# EXERCISE
Reproduce word for word the part of the systemd discussion starting at "2. Activation sockets" and ending at "an activation-socket-based init(8).".

# TEXT PROVIDED
====

So the idea is, instead of having a central firewall managing all the host rules, each service define it's own firewall policy ? How do I override a policy ?
I maybe missing something but somehow I'm not sure it's the right place to do this.
I'll end up joining the camp of SystemD does too much and breaks a lot of POSIX semantics making Linux systems hard to debug.
Lately it's been getting more and more in my way. Things that I have problems with lately, DNS, cgroup and namespace. Every time I've lost a considerable amount of time because of poorly documented and mostly unexpected SystemD behavior.
Color me annoyed.
Edit: Hum, well, wasn't supposed to but it end up into a rant
So are complaining it breaks POSIX. That does not bother me that much. What does is that their changes are weakly documented and some of them make systems very hard to debug.
1. if you stripped systemd back down to one function, it would be this one (management of services through activation sockets.) Activation sockets are, in fact, the core thing that the systemd/launchd/upstart paradigm offers over traditional init systems, and were the core reason that Linux distros switched to these init systems (because activation sockets allow for concurrent service startup—leading to faster initlevel-change times, impacting boot, shutdown, sleep/wake, dock/undock, etc.)
2. Activation sockets (and a few other core features, like targets and timers) are the totality of what “systemd” by itself means. The other components are a part of the systemd project, but are not what you get if you just download and compile the repo called “systemd.” You get an activation-socket-based init(8).

====

# RECORDS SUPPLIED

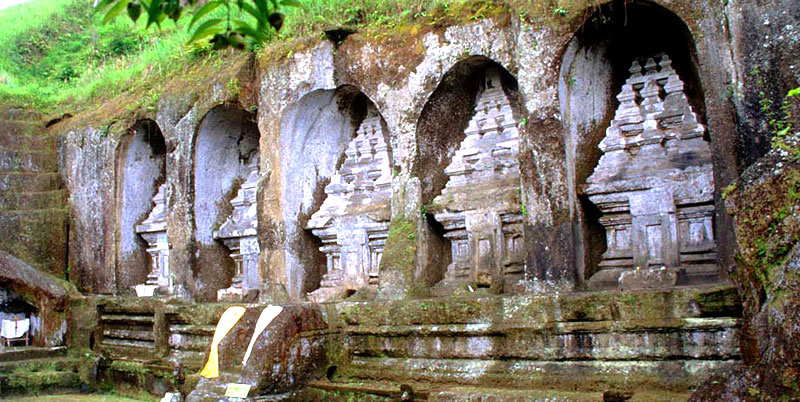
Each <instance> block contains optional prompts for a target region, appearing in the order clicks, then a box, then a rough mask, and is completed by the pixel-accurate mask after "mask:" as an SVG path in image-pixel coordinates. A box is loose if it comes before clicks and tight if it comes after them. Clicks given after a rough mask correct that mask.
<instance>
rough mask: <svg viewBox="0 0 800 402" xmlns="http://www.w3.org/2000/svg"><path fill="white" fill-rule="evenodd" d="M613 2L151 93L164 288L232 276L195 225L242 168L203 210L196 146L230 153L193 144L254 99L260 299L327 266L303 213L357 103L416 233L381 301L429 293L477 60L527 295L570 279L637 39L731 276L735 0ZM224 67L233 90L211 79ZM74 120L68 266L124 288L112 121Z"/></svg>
mask: <svg viewBox="0 0 800 402" xmlns="http://www.w3.org/2000/svg"><path fill="white" fill-rule="evenodd" d="M617 6H618V5H617V4H616V3H614V4H612V5H611V6H603V7H599V8H597V7H596V8H591V7H587V8H585V9H583V10H578V11H576V12H579V11H580V12H584V13H585V14H586V17H587V18H586V20H585V21H583V20H581V21H579V20H580V19H568V20H567V21H565V23H563V24H555V25H551V24H541V23H537V22H535V21H533V22H529V21H527V20H525V19H522V20H520V19H517V18H511V19H510V20H509V19H507V18H502V17H497V18H494V19H486V20H482V21H477V22H471V23H464V24H462V25H456V26H450V27H443V28H436V29H432V30H429V31H424V32H421V33H419V34H417V35H414V36H410V37H409V38H406V43H405V44H404V45H402V46H400V45H398V44H397V43H394V42H380V41H375V40H373V39H371V38H369V37H366V36H362V35H359V34H354V35H351V36H350V37H348V38H347V39H346V40H345V41H344V42H343V43H342V44H341V45H339V46H338V47H334V46H333V45H332V44H331V43H329V42H327V41H320V42H316V43H312V44H311V45H310V46H308V47H306V48H303V49H298V50H297V51H295V52H293V53H291V54H289V55H288V56H287V57H286V58H282V59H280V60H263V61H262V62H260V63H258V65H255V66H253V65H250V64H247V63H245V64H242V63H239V64H235V65H234V66H232V68H231V69H230V71H228V72H226V73H225V74H224V75H221V76H219V77H216V78H215V79H214V80H213V81H212V82H211V84H209V88H210V90H209V92H208V93H206V94H205V96H203V97H200V98H193V97H191V96H184V95H182V94H180V93H178V92H168V93H165V94H164V95H163V96H162V98H161V101H160V102H159V104H158V105H157V107H156V111H155V112H153V113H152V115H151V116H138V118H143V117H149V118H152V119H153V121H155V122H156V124H158V126H159V127H160V129H161V130H162V132H163V134H164V137H165V140H166V144H167V146H166V147H167V158H166V176H165V177H166V179H165V180H166V184H167V192H166V193H167V197H166V198H167V210H168V211H169V218H168V230H167V231H168V234H169V242H170V247H171V250H170V257H169V258H170V266H172V267H173V268H174V275H175V281H176V286H183V287H185V289H187V291H186V293H185V294H184V296H186V297H190V298H195V299H197V300H213V299H214V298H215V295H216V291H217V290H219V289H222V288H225V287H228V286H229V285H230V280H231V278H232V277H233V260H232V259H231V258H230V257H229V256H228V253H229V251H228V250H227V249H226V248H225V247H223V246H222V245H221V243H219V242H218V241H214V240H213V239H210V233H211V231H213V230H216V229H217V228H218V227H217V226H219V225H220V224H221V223H222V221H221V219H224V218H225V217H227V216H228V215H229V214H230V210H227V211H226V210H225V208H230V206H229V205H230V204H229V203H227V201H229V200H230V199H231V198H233V197H234V195H235V192H236V188H235V185H231V184H230V183H233V182H232V181H231V180H234V176H236V177H239V178H240V179H242V180H243V179H244V177H243V176H242V175H241V174H240V173H236V174H234V175H233V176H230V177H228V176H225V177H228V178H227V179H225V180H228V181H230V183H229V185H227V186H222V187H220V188H219V189H215V190H214V193H213V194H214V195H213V197H216V198H214V199H218V200H220V201H219V202H217V201H214V202H211V203H210V204H208V205H205V204H204V203H207V200H209V198H208V197H207V196H206V195H204V194H205V193H203V191H201V190H202V186H203V184H202V183H203V180H204V179H202V175H201V174H200V172H203V171H204V168H203V167H202V166H201V165H202V164H203V163H205V162H204V159H203V158H201V156H202V155H222V154H224V152H225V151H224V149H227V148H226V145H225V144H221V143H220V144H216V145H214V144H211V145H209V146H210V148H209V146H206V145H203V144H204V143H205V142H204V140H203V139H202V138H204V136H205V134H204V133H205V132H206V131H207V130H208V128H207V127H208V126H207V124H208V123H207V121H209V119H213V118H214V117H213V116H215V115H216V114H217V113H219V111H220V110H223V109H224V110H227V111H229V112H230V113H233V114H241V115H245V114H247V113H248V112H249V111H251V110H257V112H256V115H255V116H254V119H255V122H256V124H257V129H258V133H257V134H258V136H257V138H258V153H259V184H258V192H257V205H258V227H259V230H258V241H259V246H260V247H259V249H260V250H261V251H260V259H259V271H260V277H261V278H264V279H263V282H264V283H263V286H262V293H263V294H265V295H269V297H270V298H282V297H289V298H290V299H292V300H301V299H303V298H304V297H305V295H306V294H307V293H308V292H310V291H313V290H314V289H316V288H317V287H318V286H319V284H320V281H321V280H322V275H323V274H324V273H325V269H326V268H325V266H326V263H325V260H324V253H323V252H321V251H318V249H319V248H320V247H321V246H322V243H321V242H320V240H319V239H318V238H316V237H315V236H313V234H312V233H311V231H310V230H309V229H307V224H308V220H309V219H310V217H311V216H312V215H313V214H314V213H315V212H316V211H317V210H318V209H319V207H320V206H321V205H322V202H323V201H324V198H325V193H324V189H325V186H326V185H327V184H328V181H329V180H330V178H331V177H332V176H333V175H334V173H335V172H336V170H337V169H338V168H339V166H340V164H341V162H342V161H343V158H344V151H345V148H346V146H347V144H348V143H349V141H350V140H351V139H353V138H354V137H355V136H356V130H357V129H358V127H359V125H360V123H361V120H362V119H363V118H364V115H365V114H366V106H365V105H367V104H369V105H373V107H374V108H375V109H376V110H377V112H378V113H379V114H380V115H381V116H382V118H383V120H384V121H385V129H386V133H388V134H387V135H388V142H389V143H388V146H389V148H390V149H391V151H392V152H391V161H390V166H391V171H392V183H391V189H392V191H391V216H392V217H393V219H395V220H397V219H403V221H407V222H410V223H411V225H410V228H408V230H407V231H406V232H403V233H399V232H397V233H398V234H397V235H398V236H405V237H407V238H409V239H413V242H412V244H411V246H410V247H411V249H410V252H411V254H412V255H413V257H412V260H413V261H411V262H410V268H408V269H407V270H408V271H409V272H399V271H397V272H386V273H382V274H381V275H382V277H381V281H385V283H386V286H384V288H387V287H388V288H390V289H391V292H390V293H391V295H390V294H389V293H384V295H385V296H386V297H405V296H407V295H410V294H416V293H419V294H425V293H426V292H428V289H430V287H431V286H433V285H434V284H435V283H437V282H438V281H440V280H441V279H442V278H443V277H444V272H445V268H446V258H444V257H443V256H446V255H448V254H449V253H448V252H447V250H449V248H450V245H449V244H448V242H447V238H446V237H445V236H444V228H443V227H442V226H440V225H439V224H438V223H437V222H436V221H435V220H434V219H433V217H432V216H430V215H431V213H432V212H434V211H428V210H427V209H428V207H429V205H427V204H429V203H430V202H432V201H433V199H434V198H435V197H436V196H437V195H439V194H440V193H441V190H442V188H443V186H444V183H445V181H446V180H445V179H446V175H445V174H444V171H445V168H446V167H447V166H448V165H449V164H450V162H451V161H452V156H453V155H454V153H455V151H456V150H457V149H458V146H459V144H460V143H461V141H462V140H463V139H464V138H465V136H464V130H465V129H466V127H467V123H468V121H469V119H470V117H471V116H472V114H473V112H474V110H473V107H474V105H473V103H474V102H475V99H476V96H477V94H478V92H479V89H480V85H481V84H480V82H481V80H482V79H483V76H484V74H485V71H486V70H487V68H489V67H492V68H498V69H500V71H501V72H502V74H501V75H502V76H503V81H504V83H508V84H509V86H508V88H511V89H513V90H511V91H509V92H508V93H509V96H510V104H511V105H512V106H513V107H514V108H515V109H516V110H517V112H516V113H517V114H518V116H517V120H518V126H519V130H520V133H519V136H520V140H519V142H520V143H519V170H520V180H519V191H518V195H519V197H520V202H521V208H520V209H521V215H522V216H521V227H522V232H523V238H524V239H525V240H524V251H523V254H524V256H525V257H524V261H523V264H522V265H523V267H524V269H523V272H522V273H521V276H522V277H524V278H525V281H527V282H526V286H525V289H526V290H525V291H527V292H537V291H547V290H550V289H562V290H571V289H581V288H583V287H584V286H585V283H584V282H585V280H586V279H588V278H589V277H590V276H591V275H592V274H594V272H595V271H596V269H597V265H598V264H599V262H600V255H601V254H602V253H603V251H604V249H605V244H606V241H605V233H604V230H603V229H602V227H601V226H600V225H599V223H598V220H599V214H600V212H599V210H597V209H596V208H594V209H593V207H592V205H591V203H590V202H589V201H588V199H587V197H586V196H584V195H583V194H582V193H581V190H580V188H581V186H582V185H583V183H585V180H586V179H587V178H588V177H589V175H590V174H591V173H592V171H593V170H594V167H595V166H596V164H597V161H598V160H599V156H600V154H601V153H600V150H599V149H598V148H597V145H598V144H599V142H600V140H601V139H602V134H603V132H604V130H605V129H606V128H607V127H608V126H609V124H610V120H611V118H612V114H613V113H612V112H613V110H614V109H615V107H616V102H617V101H616V100H615V99H614V96H613V95H614V94H616V93H618V91H619V89H620V88H619V87H620V86H621V84H622V81H623V80H624V79H625V78H626V74H628V71H627V69H628V68H629V67H630V62H631V61H632V59H633V58H635V57H640V56H642V53H647V52H649V51H659V52H663V51H666V52H669V53H670V57H671V58H672V59H673V66H674V67H675V69H676V71H677V72H678V74H679V76H680V77H681V79H682V80H683V81H684V83H685V93H686V96H687V99H688V102H689V104H690V105H691V106H692V107H693V109H694V110H695V111H696V113H697V117H698V119H699V120H700V122H701V123H702V124H703V125H704V126H705V127H707V135H706V136H705V137H704V139H703V140H704V141H706V144H708V146H709V148H710V150H711V164H712V165H713V176H714V183H715V190H714V191H715V193H714V197H713V199H714V203H715V204H716V206H717V208H716V210H717V214H716V216H715V218H714V231H715V232H716V233H717V234H718V237H717V239H716V240H717V243H718V244H717V246H718V252H719V265H720V266H721V268H722V269H723V270H728V271H729V270H730V267H731V266H732V255H733V249H734V245H733V243H732V237H731V236H730V233H731V230H730V221H729V219H728V218H727V217H726V215H725V213H724V209H723V208H720V207H719V203H720V199H721V197H720V194H721V190H720V189H721V188H724V186H726V185H727V184H728V183H729V182H730V180H731V179H732V177H735V175H736V173H737V172H738V169H739V166H741V165H742V164H741V163H739V161H740V160H742V159H741V158H742V157H743V156H742V152H739V151H737V150H738V149H740V148H739V147H738V146H737V140H736V136H737V134H736V130H735V128H734V127H733V126H732V125H731V119H730V118H729V116H731V115H736V113H739V112H738V110H739V109H737V108H736V107H737V104H736V102H733V101H732V99H731V98H730V97H728V96H727V95H726V94H727V93H728V92H729V91H728V89H729V87H730V86H729V85H728V82H727V81H726V80H723V79H721V78H720V77H721V76H722V77H735V74H734V75H731V74H732V73H731V72H730V68H729V67H731V66H733V68H734V69H736V66H737V64H736V63H734V62H733V59H734V58H736V57H740V56H739V53H737V52H736V48H735V47H733V44H732V43H731V41H730V40H729V39H728V38H729V37H728V34H729V32H728V28H727V26H726V25H725V24H718V23H716V22H715V21H717V20H718V17H717V16H725V15H728V14H729V13H730V12H732V10H734V9H735V8H736V7H737V5H736V4H732V5H727V6H726V5H721V4H717V3H708V4H706V3H698V4H694V5H683V4H677V3H673V2H669V1H665V2H659V3H658V4H656V3H650V2H634V3H631V4H630V7H629V8H628V9H626V10H627V11H629V12H630V14H629V17H630V18H631V21H632V22H631V24H629V25H625V24H624V20H623V19H621V18H624V14H621V13H620V8H619V7H617ZM698 16H703V17H702V18H699V17H698ZM601 17H602V18H601ZM651 22H652V23H651ZM595 34H596V35H595ZM595 42H596V43H595ZM626 49H627V50H626ZM645 56H646V55H645ZM623 60H624V61H623ZM389 71H391V73H389ZM736 72H738V71H734V73H736ZM233 78H236V79H237V82H238V83H239V84H240V85H241V86H242V87H243V88H244V91H237V92H236V93H231V91H229V90H227V89H226V88H229V87H230V85H228V84H229V83H230V82H231V80H232V79H233ZM223 104H224V106H219V105H223ZM250 105H252V109H251V106H250ZM244 109H247V110H244ZM226 113H227V112H226ZM78 119H79V121H81V120H80V116H79V117H78ZM84 123H85V125H84V126H83V128H79V129H74V128H73V129H70V130H68V131H67V132H65V133H64V135H65V136H66V137H65V138H66V141H65V145H64V147H63V154H64V155H65V164H64V167H65V169H64V174H65V177H66V181H67V183H68V185H69V188H70V191H71V198H70V203H71V208H72V209H73V211H74V214H73V229H74V230H73V236H72V237H71V242H72V243H73V247H72V252H71V261H72V263H73V265H74V266H76V267H79V268H78V269H80V270H81V279H80V280H81V282H82V289H83V290H85V291H88V292H100V293H102V292H118V291H119V290H118V289H122V288H124V287H125V286H127V285H124V286H123V285H121V282H120V279H119V278H115V277H114V276H115V275H114V274H113V273H114V272H117V271H118V268H117V267H118V266H119V264H120V263H119V261H115V259H114V258H113V255H116V252H114V251H113V250H115V249H116V248H118V247H120V246H119V244H121V243H120V241H121V240H120V239H117V238H116V237H115V236H114V234H113V233H114V231H109V230H108V228H112V227H115V226H116V225H117V222H116V217H117V216H119V213H120V212H119V211H117V209H118V208H119V206H118V205H119V203H118V202H115V201H114V200H115V195H114V192H113V191H110V190H109V189H110V188H114V187H116V186H119V184H118V183H119V180H120V177H119V173H116V174H113V173H112V172H113V169H112V168H111V166H113V164H112V161H114V160H115V159H116V158H117V153H118V152H119V151H117V149H118V147H117V146H116V143H117V142H118V141H119V138H120V137H119V136H120V133H121V132H123V131H124V130H127V127H125V128H123V127H121V126H122V124H121V123H117V124H116V125H115V126H112V127H111V129H103V128H98V127H100V125H99V124H97V122H92V121H91V120H90V119H89V120H87V121H85V122H84ZM77 126H78V125H76V124H71V127H77ZM117 126H119V127H117ZM115 127H116V128H115ZM212 131H213V130H212ZM223 131H224V130H223ZM205 144H208V143H205ZM201 148H202V149H201ZM237 152H238V151H237ZM231 155H233V154H231ZM237 155H238V156H237V157H236V158H240V159H241V158H242V155H241V152H238V154H237ZM232 158H234V157H232ZM234 159H235V158H234ZM231 161H233V159H231ZM231 163H233V162H231ZM237 163H239V162H237ZM239 164H240V165H242V166H243V164H244V162H241V163H239ZM215 166H217V165H215ZM224 166H227V165H226V164H221V165H219V166H218V167H215V168H214V169H221V170H226V169H225V168H224ZM212 170H213V169H212ZM226 171H227V170H226ZM220 172H221V171H216V170H213V172H212V173H211V174H212V176H213V175H218V174H219V173H220ZM204 174H206V175H207V174H209V173H208V172H207V173H204ZM221 177H222V176H220V177H217V178H220V179H221ZM228 181H226V183H227V182H228ZM223 187H224V188H223ZM222 201H225V202H222ZM220 202H222V204H220ZM226 203H227V204H226ZM226 205H228V206H227V207H226ZM395 243H396V241H394V240H393V239H391V237H390V238H389V239H387V244H395ZM212 250H217V251H215V252H212ZM390 265H391V266H393V267H399V266H401V265H402V264H399V265H398V264H391V262H390V261H387V262H386V266H390ZM396 269H401V268H396Z"/></svg>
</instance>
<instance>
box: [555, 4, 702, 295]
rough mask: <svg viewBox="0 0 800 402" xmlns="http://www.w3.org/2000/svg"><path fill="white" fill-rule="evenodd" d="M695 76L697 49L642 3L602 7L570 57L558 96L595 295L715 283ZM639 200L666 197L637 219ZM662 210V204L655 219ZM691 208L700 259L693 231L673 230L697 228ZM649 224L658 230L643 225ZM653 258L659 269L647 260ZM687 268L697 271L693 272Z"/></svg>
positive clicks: (668, 21) (561, 71) (581, 276)
mask: <svg viewBox="0 0 800 402" xmlns="http://www.w3.org/2000/svg"><path fill="white" fill-rule="evenodd" d="M634 61H636V62H637V63H638V64H633V63H634ZM696 64H697V63H696V56H695V50H694V42H693V38H692V35H691V33H690V32H689V30H688V28H687V27H686V25H685V24H684V23H683V21H681V20H680V18H678V17H677V16H676V15H675V14H673V13H672V12H670V11H669V10H667V9H665V8H663V7H661V6H659V5H656V4H654V3H650V2H644V1H637V2H622V1H619V2H617V1H614V2H611V3H607V4H605V5H603V6H600V7H598V8H597V11H596V12H595V13H594V14H593V15H592V16H591V17H590V18H589V19H588V20H587V22H586V23H585V24H584V26H583V27H582V28H581V29H580V30H579V31H578V32H577V33H576V34H575V36H574V38H573V39H572V40H571V42H570V43H569V45H568V46H567V50H566V52H565V55H564V59H563V62H562V67H561V71H560V76H559V95H560V100H561V109H562V115H563V118H564V120H565V128H566V130H567V132H566V143H567V166H568V169H569V171H570V180H571V182H572V183H573V187H572V190H571V191H572V192H571V198H572V200H573V206H574V219H575V220H576V221H577V222H578V225H576V227H577V230H576V233H575V245H576V247H575V250H576V265H577V269H578V271H579V274H580V276H581V277H582V278H584V279H586V280H587V281H588V282H587V283H588V285H589V287H590V288H593V289H602V288H618V287H622V288H632V287H652V286H658V287H660V286H671V285H675V284H687V283H705V282H713V281H715V280H717V279H718V277H717V272H718V270H717V268H716V253H715V251H713V250H710V249H709V250H707V249H708V247H706V246H708V244H711V243H713V237H714V236H713V229H712V228H713V225H712V223H711V219H712V218H713V203H714V201H713V193H714V184H713V166H712V164H711V152H710V149H709V144H708V139H709V134H710V133H709V132H708V130H707V129H706V128H705V126H704V121H705V106H704V103H703V99H704V98H703V94H702V88H701V87H700V81H699V79H698V76H697V72H696ZM637 66H638V67H637ZM678 109H680V110H678ZM635 114H638V115H640V116H639V117H641V119H638V118H637V117H635V116H633V115H635ZM637 119H638V120H641V121H638V120H637ZM634 120H636V121H634ZM690 133H691V134H690ZM610 137H613V138H610ZM617 145H619V146H617ZM637 153H639V154H640V155H639V156H638V157H637V156H636V154H637ZM640 165H641V166H640ZM612 171H613V172H612ZM694 171H701V172H700V173H698V174H695V173H693V172H694ZM603 172H605V173H603ZM670 172H671V173H670ZM668 176H670V177H673V179H668ZM678 176H680V177H678ZM676 177H677V178H676ZM697 180H700V181H701V182H703V183H702V184H697V183H695V182H697ZM696 185H699V186H701V187H703V189H702V190H698V191H699V192H698V193H697V194H695V195H696V197H695V196H688V195H687V196H683V195H680V194H688V193H689V192H692V191H688V190H681V189H687V188H689V187H696ZM706 187H707V188H706ZM664 191H666V193H664ZM601 193H602V194H605V195H601ZM645 193H647V194H650V193H659V194H661V193H664V194H661V196H653V197H650V198H649V199H650V201H647V202H645V204H647V205H649V206H646V207H645V208H644V210H643V211H640V209H641V208H640V207H639V206H640V205H641V204H642V202H641V201H642V198H641V197H640V195H642V194H645ZM667 193H668V194H667ZM609 194H611V196H607V195H609ZM635 194H636V195H635ZM609 197H610V198H609ZM615 197H616V198H615ZM601 198H602V199H601ZM612 198H613V199H614V200H615V201H617V203H616V204H614V202H612V200H611V199H612ZM645 198H647V197H645ZM658 200H662V201H663V200H668V201H669V202H667V201H664V202H665V203H664V205H663V208H660V210H659V211H656V209H658V208H655V205H656V204H658V202H656V201H658ZM612 204H614V205H615V206H612ZM617 204H618V205H617ZM634 204H635V205H634ZM690 204H697V205H701V204H702V205H703V207H702V208H701V209H703V211H704V212H698V213H700V214H701V215H704V216H706V217H707V219H705V218H703V219H705V220H703V219H701V220H703V222H702V223H700V226H703V228H704V229H703V231H704V233H706V234H705V235H704V237H705V238H706V240H704V241H701V243H704V245H703V246H702V247H699V248H697V247H694V246H691V245H690V244H689V243H692V241H688V242H687V241H686V240H683V239H682V238H681V236H683V235H684V234H683V232H687V231H688V232H697V230H695V229H697V228H699V226H698V225H695V224H693V223H689V222H688V221H687V222H683V223H681V222H679V221H681V219H683V220H684V221H686V219H689V220H690V221H692V222H694V220H693V219H694V218H690V217H689V215H692V216H694V214H693V213H692V212H690V211H689V210H688V209H686V208H689V209H691V210H692V211H694V210H695V209H697V208H695V207H694V206H692V207H689V205H690ZM659 205H660V204H659ZM681 205H685V206H686V208H683V207H682V206H681ZM708 208H711V209H710V210H707V209H708ZM648 211H649V212H648ZM682 211H683V212H682ZM698 211H699V210H698ZM694 212H697V211H694ZM687 214H688V215H687ZM631 215H632V216H633V221H635V222H636V223H635V224H634V223H632V222H630V221H631V219H630V218H631ZM637 216H638V218H637ZM645 216H647V217H648V218H647V219H650V218H652V219H650V220H652V221H653V222H651V223H650V224H647V223H646V222H645V221H646V220H647V219H645ZM656 221H658V222H656ZM648 222H649V221H648ZM667 222H673V223H669V224H668V223H667ZM698 222H699V221H698ZM698 222H695V223H698ZM687 225H688V226H687ZM633 226H635V227H636V228H635V230H634V228H633ZM614 227H617V228H618V229H620V230H615V229H614ZM624 228H629V229H631V230H630V231H625V230H623V229H624ZM692 228H694V229H692ZM684 229H685V230H684ZM688 232H687V233H688ZM698 233H699V232H698ZM656 235H658V236H656ZM688 236H689V237H690V238H691V237H692V235H688ZM681 243H686V244H685V245H684V246H683V250H684V251H687V250H689V249H693V248H697V250H695V251H697V252H696V253H694V252H689V253H685V252H683V251H678V249H680V248H681V246H680V244H681ZM706 243H707V244H706ZM623 244H624V246H622V245H623ZM700 248H702V249H703V250H704V251H703V250H700ZM634 250H639V251H634ZM648 250H649V251H648ZM656 251H658V253H656ZM634 254H635V255H636V257H635V258H634ZM650 254H652V255H653V256H654V257H653V258H648V257H644V256H645V255H650ZM655 254H658V255H659V257H655ZM689 254H694V255H693V256H690V255H689ZM680 255H682V256H680ZM692 259H695V260H697V261H696V262H697V264H694V263H689V261H690V260H692ZM680 260H683V261H684V263H681V262H680ZM687 264H688V266H687ZM699 265H702V266H703V267H702V268H698V267H697V266H699ZM662 267H663V269H662ZM637 268H638V269H637ZM695 268H697V269H695ZM687 269H688V271H687ZM627 271H631V272H629V273H625V272H627ZM689 271H691V272H690V273H687V272H689ZM590 278H591V279H590Z"/></svg>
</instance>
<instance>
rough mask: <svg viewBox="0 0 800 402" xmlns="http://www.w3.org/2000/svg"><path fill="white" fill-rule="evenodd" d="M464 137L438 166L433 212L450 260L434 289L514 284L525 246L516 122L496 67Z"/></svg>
mask: <svg viewBox="0 0 800 402" xmlns="http://www.w3.org/2000/svg"><path fill="white" fill-rule="evenodd" d="M464 134H466V138H465V139H464V140H463V141H462V143H461V147H460V148H459V149H458V150H457V151H456V153H455V156H453V159H452V162H451V163H450V165H449V166H448V167H447V169H446V170H445V173H446V174H447V175H448V176H449V180H448V182H447V185H446V186H445V188H444V189H443V190H442V194H441V195H439V196H437V197H436V198H435V199H434V200H433V204H432V206H431V209H432V210H433V212H435V214H434V217H435V218H436V220H437V221H439V222H441V223H442V225H444V229H445V231H446V233H445V237H446V238H448V239H449V240H450V242H451V253H452V262H451V263H450V265H449V266H448V267H447V271H446V273H445V279H444V280H443V281H441V282H439V283H438V284H437V285H436V286H435V287H434V289H433V293H434V294H437V295H445V294H450V293H454V292H455V293H460V292H475V291H477V290H478V289H479V288H490V290H491V291H492V292H495V293H501V292H504V291H514V290H519V289H520V288H521V285H523V284H522V280H523V279H524V278H523V277H524V261H525V250H524V241H523V230H522V210H521V204H520V173H519V160H518V156H519V129H518V121H517V120H516V119H515V118H514V115H513V113H512V110H511V104H510V102H509V99H508V96H507V95H506V93H505V91H504V90H503V87H502V84H501V81H500V73H499V71H497V70H496V69H489V70H487V71H486V76H485V87H484V89H483V90H482V91H481V92H480V93H479V94H478V97H477V104H476V107H475V114H474V115H473V117H472V119H471V120H470V122H469V125H468V126H467V129H466V130H465V131H464Z"/></svg>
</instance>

====

# WRITTEN ANSWER
2. Activation sockets (and a few other core features, like targets and timers) are the totality of what “systemd” by itself means. The other components are a part of the systemd project, but are not what you get if you just download and compile the repo called “systemd.” You get an activation-socket-based init(8).